SHORT TASK — Reproduce every line from the one containing "written like (531,342)." through the end of the data below, inclusive. Scale each answer coordinate by 0.35, round to the nearest whole number with halves rounded up, and leave all other numbers unchanged.

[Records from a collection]

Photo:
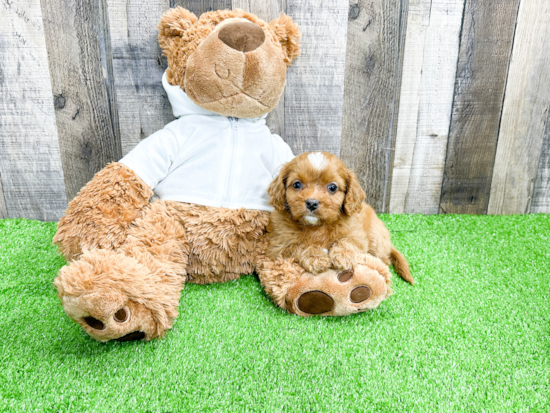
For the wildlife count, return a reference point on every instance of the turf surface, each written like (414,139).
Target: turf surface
(472,335)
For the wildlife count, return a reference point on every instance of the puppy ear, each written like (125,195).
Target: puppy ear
(355,195)
(277,190)
(288,34)
(174,23)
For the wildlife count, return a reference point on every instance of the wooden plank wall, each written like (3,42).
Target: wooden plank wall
(440,106)
(30,161)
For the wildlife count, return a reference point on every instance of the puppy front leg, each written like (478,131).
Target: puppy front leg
(342,254)
(313,259)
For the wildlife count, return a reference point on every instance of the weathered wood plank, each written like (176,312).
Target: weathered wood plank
(315,81)
(418,19)
(419,162)
(372,79)
(201,6)
(88,131)
(3,209)
(525,112)
(30,164)
(485,49)
(268,10)
(138,65)
(541,194)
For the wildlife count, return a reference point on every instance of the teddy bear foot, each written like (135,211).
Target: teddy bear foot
(339,293)
(115,297)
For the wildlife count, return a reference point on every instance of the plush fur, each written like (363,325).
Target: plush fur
(129,256)
(321,219)
(219,77)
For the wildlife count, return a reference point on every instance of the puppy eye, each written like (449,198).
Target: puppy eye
(332,187)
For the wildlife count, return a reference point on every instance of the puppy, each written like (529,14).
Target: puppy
(321,219)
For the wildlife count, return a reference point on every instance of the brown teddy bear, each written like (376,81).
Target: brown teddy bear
(130,254)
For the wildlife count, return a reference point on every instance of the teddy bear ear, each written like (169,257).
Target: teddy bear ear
(174,22)
(289,36)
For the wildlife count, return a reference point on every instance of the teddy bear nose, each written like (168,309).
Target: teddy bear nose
(242,36)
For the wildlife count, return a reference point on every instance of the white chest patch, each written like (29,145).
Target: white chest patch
(318,160)
(311,220)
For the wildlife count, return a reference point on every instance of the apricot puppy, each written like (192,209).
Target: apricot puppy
(321,219)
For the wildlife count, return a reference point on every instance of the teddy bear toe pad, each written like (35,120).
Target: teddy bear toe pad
(337,293)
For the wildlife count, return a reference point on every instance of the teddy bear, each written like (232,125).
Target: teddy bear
(190,203)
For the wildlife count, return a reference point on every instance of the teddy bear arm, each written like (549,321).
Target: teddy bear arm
(102,212)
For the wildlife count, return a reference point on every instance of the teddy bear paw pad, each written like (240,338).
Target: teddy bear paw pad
(315,302)
(338,293)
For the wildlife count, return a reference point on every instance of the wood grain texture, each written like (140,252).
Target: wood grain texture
(201,6)
(372,79)
(485,49)
(524,114)
(315,81)
(268,10)
(541,195)
(30,163)
(138,65)
(3,209)
(423,129)
(88,131)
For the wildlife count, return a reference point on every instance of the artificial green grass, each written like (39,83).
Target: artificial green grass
(472,335)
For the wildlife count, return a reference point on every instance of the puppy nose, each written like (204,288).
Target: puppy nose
(312,204)
(242,36)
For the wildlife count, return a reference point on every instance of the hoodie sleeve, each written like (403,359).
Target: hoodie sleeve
(152,157)
(282,155)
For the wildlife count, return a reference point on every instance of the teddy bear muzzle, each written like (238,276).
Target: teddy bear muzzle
(238,70)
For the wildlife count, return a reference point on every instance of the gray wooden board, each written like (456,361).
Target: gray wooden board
(541,195)
(315,81)
(30,163)
(485,49)
(88,131)
(3,209)
(429,70)
(268,10)
(372,80)
(201,6)
(524,112)
(138,65)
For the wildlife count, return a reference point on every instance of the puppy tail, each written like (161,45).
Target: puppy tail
(401,265)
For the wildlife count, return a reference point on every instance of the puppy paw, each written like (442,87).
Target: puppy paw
(316,262)
(341,258)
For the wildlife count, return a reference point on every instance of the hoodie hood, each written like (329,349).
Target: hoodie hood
(182,105)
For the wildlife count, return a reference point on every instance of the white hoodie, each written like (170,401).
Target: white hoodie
(208,159)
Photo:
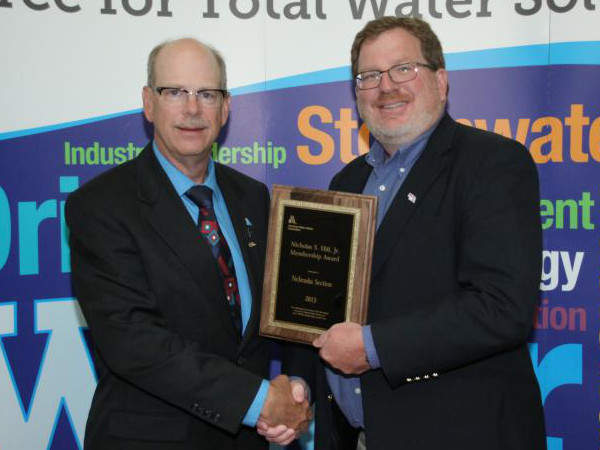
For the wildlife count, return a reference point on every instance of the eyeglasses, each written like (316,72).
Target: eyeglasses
(210,98)
(398,74)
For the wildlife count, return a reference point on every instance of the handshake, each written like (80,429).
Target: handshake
(286,412)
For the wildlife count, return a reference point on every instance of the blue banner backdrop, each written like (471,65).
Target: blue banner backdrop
(301,135)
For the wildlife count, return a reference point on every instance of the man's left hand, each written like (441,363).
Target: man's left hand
(343,348)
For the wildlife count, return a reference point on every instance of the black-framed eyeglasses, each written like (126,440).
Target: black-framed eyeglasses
(210,98)
(400,73)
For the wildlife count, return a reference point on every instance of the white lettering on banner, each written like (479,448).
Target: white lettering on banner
(552,262)
(66,377)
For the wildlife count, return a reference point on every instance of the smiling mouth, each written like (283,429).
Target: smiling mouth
(393,105)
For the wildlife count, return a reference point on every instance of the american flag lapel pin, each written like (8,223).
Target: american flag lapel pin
(249,231)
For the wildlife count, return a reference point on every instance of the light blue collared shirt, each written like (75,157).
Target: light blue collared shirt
(182,184)
(387,176)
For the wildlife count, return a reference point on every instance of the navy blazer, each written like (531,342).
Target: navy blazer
(454,286)
(173,373)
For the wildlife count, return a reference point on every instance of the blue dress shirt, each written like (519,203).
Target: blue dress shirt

PROBLEM SOLUTION —
For the wildlife count, return a reference point on every instance of the navy blazer, each written like (531,342).
Target: navy blazer
(159,100)
(61,131)
For the wildlife count, return a reference point on every instance of the blue dress shirt, each written like (519,203).
Target: blue dress shirt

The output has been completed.